Trecho para leitura:
"""

25 maio 2017

O SENSO DO DEVER



Uma história da vida real

Rio Branco Fabril S.A. é uma empresa têxtil de médio porte. Como a maior parte das empresas do ramo têxtil no Brasil, é uma empresa de estrutura familiar. É dirigida por um Conselho Administrativo formado por três irmãos, um dos quais, na realidade, é uma irmã:  Mafalda. Ela é Presidente do Conselho. Enérgica, autoritária e de poucas palavras, ela é responsável pela área técnica e dirige o seu setor com mão- de- ferro.  Sob seu comando direto está o Roberto que exerce o cargo de Diretor Técnico. É ele quem organiza a estrutura das gerências em que se divide a fábrica: Produção, Vendas, Compras, Pessoal, Fiação, Tecelagem, Acabamento, Expedição e muitos etcetras.  Por fim,  temos o Arthur, que comanda uma dessas Gerências. Sem grandes brilhos, é um funcionário dedicado, pontual e muito apreciado por seus colegas.
Como qualquer empresa do ramo, das chamadas  “ mão-de-obra intensiva”, a Rio Branco trava uma batalha diária na luta pela competitividade: reduzir custos. É deles que depende a sobrevivência da empresa. E essa é a principal responsabilidade do diretor técnico: o nosso Roberto.

"""

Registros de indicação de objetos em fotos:
"""

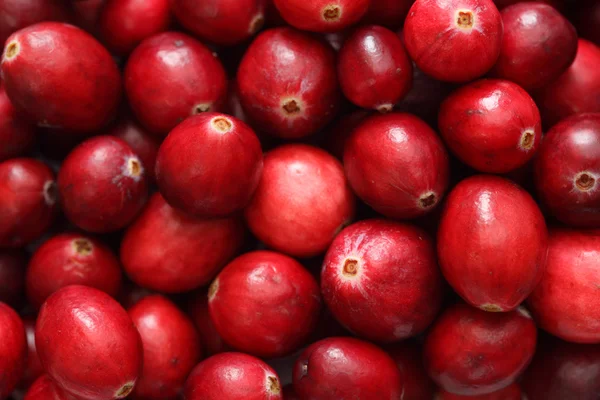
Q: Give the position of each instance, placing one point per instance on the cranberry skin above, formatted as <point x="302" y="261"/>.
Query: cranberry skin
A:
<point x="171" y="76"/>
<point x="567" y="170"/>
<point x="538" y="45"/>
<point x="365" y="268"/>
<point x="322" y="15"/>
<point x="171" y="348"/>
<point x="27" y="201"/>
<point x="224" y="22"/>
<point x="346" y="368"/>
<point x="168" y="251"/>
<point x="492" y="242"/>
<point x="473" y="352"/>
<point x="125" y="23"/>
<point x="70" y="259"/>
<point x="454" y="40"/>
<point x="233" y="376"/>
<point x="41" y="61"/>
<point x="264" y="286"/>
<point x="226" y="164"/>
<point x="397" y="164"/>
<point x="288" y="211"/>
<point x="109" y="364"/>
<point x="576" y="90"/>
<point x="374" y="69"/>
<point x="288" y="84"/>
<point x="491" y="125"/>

"""
"""

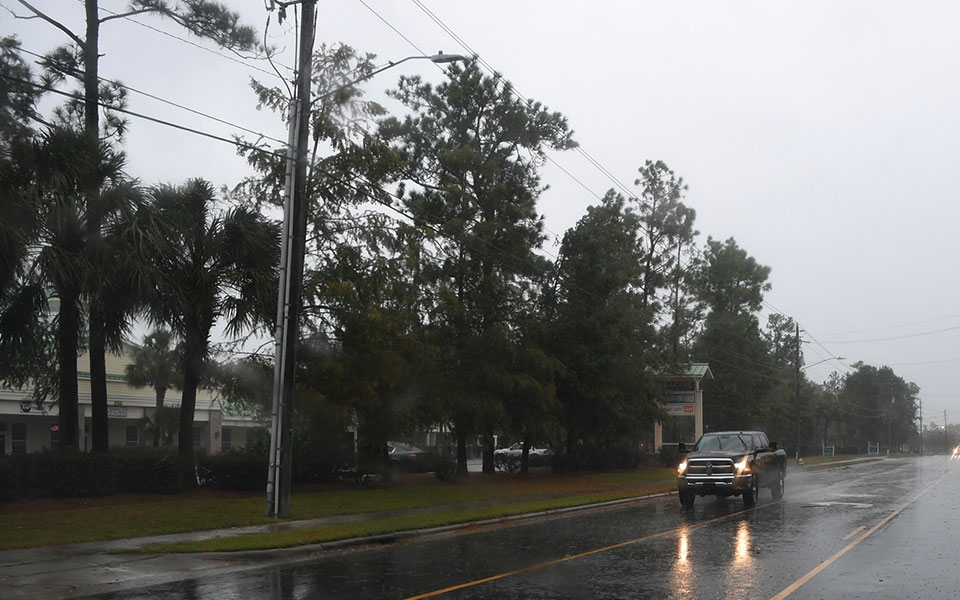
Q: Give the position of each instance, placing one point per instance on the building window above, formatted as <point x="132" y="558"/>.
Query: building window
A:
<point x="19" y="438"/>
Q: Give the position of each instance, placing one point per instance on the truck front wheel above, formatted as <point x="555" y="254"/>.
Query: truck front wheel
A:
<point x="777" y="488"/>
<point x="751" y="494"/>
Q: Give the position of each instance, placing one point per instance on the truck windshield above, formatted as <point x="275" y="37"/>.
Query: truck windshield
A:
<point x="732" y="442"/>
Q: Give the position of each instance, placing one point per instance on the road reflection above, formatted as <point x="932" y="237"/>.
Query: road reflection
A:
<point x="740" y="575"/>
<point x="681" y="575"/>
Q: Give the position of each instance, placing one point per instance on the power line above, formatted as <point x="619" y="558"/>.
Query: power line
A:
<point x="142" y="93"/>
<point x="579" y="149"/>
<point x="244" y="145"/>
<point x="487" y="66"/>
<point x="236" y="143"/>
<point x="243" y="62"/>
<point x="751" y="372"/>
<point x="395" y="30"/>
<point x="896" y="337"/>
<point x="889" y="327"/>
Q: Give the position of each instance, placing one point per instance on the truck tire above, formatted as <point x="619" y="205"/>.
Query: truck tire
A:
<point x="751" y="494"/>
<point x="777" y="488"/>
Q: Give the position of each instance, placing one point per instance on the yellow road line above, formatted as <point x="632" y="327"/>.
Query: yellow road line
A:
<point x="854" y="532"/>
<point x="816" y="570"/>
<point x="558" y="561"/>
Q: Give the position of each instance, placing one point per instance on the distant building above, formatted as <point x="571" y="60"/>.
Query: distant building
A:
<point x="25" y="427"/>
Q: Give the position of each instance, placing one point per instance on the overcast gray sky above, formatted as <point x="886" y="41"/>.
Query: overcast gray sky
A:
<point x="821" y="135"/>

"""

Problemas e tarefas:
- A) Que cargo Roberto ocupa, segundo o trecho sobre a Rio Branco Fabril?
- B) Quais gerências da fábrica aparecem nomeadas no trecho sobre a Rio Branco Fabril? Relacione todas.
- C) Reescreva de forma mais curta o parágrafo do trecho sobre a Rio Branco Fabril que começa com "Rio Branco Fabril S.A. é uma empresa têxtil", mantendo os fatos principais.

Respostas das tarefas:
- A) Roberto é o Diretor Técnico.

- B) Produção, Vendas, Compras, Pessoal, Fiação, Tecelagem, Acabamento e Expedição.

- C) A Rio Branco Fabril S.A. é uma empresa têxtil familiar de médio porte, dirigida por um Conselho Administrativo formado por três irmãos. Mafalda, a presidente do Conselho, é enérgica, autoritária e de poucas palavras e comanda a área técnica com mão de ferro. Abaixo dela está Roberto, Diretor Técnico, que organiza as gerências da fábrica, como Produção, Vendas e Tecelagem. Arthur chefia uma dessas gerências e, sem grandes brilhos, é dedicado, pontual e muito apreciado pelos colegas.